Data records:
====
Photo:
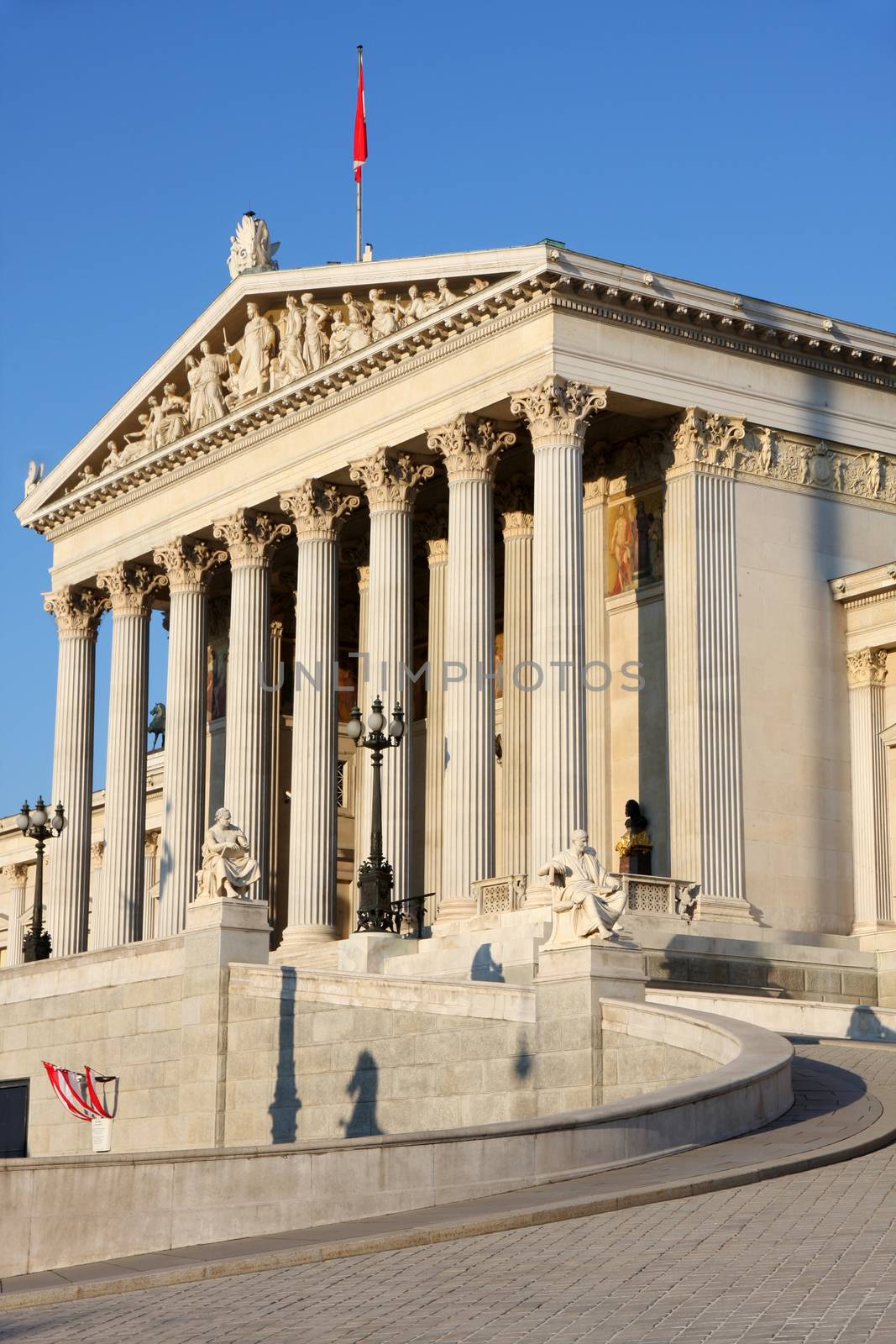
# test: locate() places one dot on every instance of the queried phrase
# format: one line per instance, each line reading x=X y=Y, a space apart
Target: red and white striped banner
x=76 y=1092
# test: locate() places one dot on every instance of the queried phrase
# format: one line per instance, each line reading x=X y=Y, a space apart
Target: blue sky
x=745 y=145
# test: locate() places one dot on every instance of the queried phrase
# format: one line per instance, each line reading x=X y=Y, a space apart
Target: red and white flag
x=76 y=1092
x=360 y=120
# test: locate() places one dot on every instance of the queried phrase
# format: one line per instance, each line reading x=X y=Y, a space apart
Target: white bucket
x=101 y=1133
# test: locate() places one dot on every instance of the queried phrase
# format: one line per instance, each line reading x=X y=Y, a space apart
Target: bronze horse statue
x=156 y=729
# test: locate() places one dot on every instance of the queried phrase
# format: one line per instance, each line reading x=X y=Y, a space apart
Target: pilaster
x=516 y=526
x=557 y=413
x=16 y=875
x=187 y=564
x=872 y=895
x=318 y=511
x=250 y=538
x=76 y=615
x=597 y=649
x=705 y=792
x=390 y=483
x=470 y=449
x=437 y=555
x=120 y=916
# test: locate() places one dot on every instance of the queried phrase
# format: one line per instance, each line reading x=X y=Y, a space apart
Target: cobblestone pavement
x=802 y=1260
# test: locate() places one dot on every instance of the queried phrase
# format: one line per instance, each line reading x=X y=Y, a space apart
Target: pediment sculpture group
x=269 y=355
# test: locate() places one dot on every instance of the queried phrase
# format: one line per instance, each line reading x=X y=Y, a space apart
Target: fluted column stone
x=557 y=413
x=187 y=564
x=597 y=651
x=250 y=539
x=317 y=511
x=69 y=870
x=470 y=449
x=390 y=481
x=152 y=846
x=362 y=842
x=437 y=554
x=705 y=788
x=16 y=875
x=120 y=916
x=872 y=895
x=517 y=526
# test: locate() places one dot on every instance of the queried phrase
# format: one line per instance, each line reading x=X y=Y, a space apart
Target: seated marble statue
x=228 y=869
x=584 y=886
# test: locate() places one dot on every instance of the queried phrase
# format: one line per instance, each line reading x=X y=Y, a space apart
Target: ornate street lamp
x=375 y=874
x=38 y=826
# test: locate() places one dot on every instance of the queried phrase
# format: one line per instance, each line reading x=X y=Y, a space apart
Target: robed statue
x=228 y=870
x=584 y=889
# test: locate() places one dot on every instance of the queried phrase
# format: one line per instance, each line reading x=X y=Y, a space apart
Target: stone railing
x=495 y=895
x=647 y=895
x=651 y=895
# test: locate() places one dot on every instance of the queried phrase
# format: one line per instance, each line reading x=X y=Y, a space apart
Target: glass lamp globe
x=376 y=718
x=355 y=727
x=396 y=726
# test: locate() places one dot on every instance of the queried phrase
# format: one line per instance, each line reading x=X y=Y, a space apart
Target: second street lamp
x=38 y=826
x=375 y=875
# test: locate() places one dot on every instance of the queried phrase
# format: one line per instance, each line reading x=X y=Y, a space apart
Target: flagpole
x=358 y=222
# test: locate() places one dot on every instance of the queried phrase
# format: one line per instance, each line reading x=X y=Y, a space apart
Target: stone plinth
x=569 y=1019
x=217 y=934
x=367 y=953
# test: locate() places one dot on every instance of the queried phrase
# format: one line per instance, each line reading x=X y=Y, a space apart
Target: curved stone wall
x=145 y=1202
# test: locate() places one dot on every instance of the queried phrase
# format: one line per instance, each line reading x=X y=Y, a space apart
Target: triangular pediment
x=304 y=326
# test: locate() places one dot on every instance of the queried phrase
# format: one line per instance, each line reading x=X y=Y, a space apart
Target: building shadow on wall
x=523 y=1061
x=285 y=1106
x=484 y=967
x=363 y=1086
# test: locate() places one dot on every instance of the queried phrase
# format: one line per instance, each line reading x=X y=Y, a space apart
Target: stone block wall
x=633 y=1068
x=332 y=1055
x=118 y=1011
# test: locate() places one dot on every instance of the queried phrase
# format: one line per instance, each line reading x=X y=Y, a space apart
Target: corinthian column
x=470 y=449
x=120 y=916
x=517 y=524
x=362 y=840
x=705 y=790
x=872 y=898
x=390 y=481
x=18 y=877
x=437 y=553
x=557 y=413
x=250 y=539
x=318 y=511
x=597 y=694
x=69 y=871
x=187 y=564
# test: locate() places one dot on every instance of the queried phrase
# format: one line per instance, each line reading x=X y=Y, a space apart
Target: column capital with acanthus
x=558 y=412
x=318 y=508
x=867 y=667
x=391 y=480
x=470 y=448
x=187 y=564
x=130 y=588
x=250 y=537
x=76 y=611
x=705 y=438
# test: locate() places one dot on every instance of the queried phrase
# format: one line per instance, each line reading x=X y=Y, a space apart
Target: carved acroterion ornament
x=250 y=248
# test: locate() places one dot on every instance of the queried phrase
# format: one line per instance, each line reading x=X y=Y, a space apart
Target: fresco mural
x=634 y=542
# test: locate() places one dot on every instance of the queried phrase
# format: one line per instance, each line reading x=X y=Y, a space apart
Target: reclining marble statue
x=228 y=870
x=587 y=900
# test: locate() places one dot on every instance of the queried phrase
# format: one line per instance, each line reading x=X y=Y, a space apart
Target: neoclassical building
x=604 y=534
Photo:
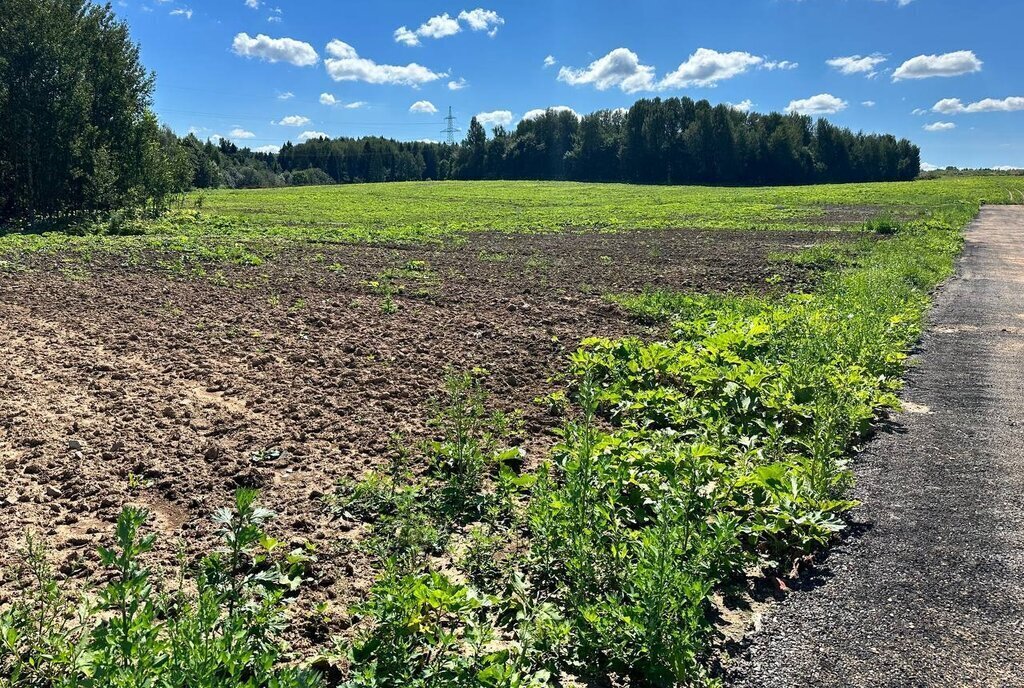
====
Lay out the data as a Markdown table with the columns Row and Line, one numbered row per line, from the start of the data through the line that contains "x=360 y=120", skipping blank lines. Leave the pictures out.

### Output below
| Row | Line |
|---|---|
| 1 | Photo: |
| 2 | # test: locate() places one dot on every instance of the queried phrase |
| 3 | # format: one line per instance, each line reading x=X y=Y, a space apart |
| 4 | Target: red and white striped banner |
| 5 | x=76 y=1092 |
| 6 | # test: locate() places one dot on every instance of the queried phrase |
| 7 | # format: one line per instance, each line reading x=X y=Y, a space apart |
| 8 | Target: blue sky |
| 9 | x=745 y=145 |
| 10 | # test: locate() places one dot on every instance of the queried phrase |
| 11 | # format: one line per instance, each line reading x=X y=Y, a space apart |
| 12 | Target: red and white flag |
| 13 | x=76 y=1092 |
| 14 | x=360 y=120 |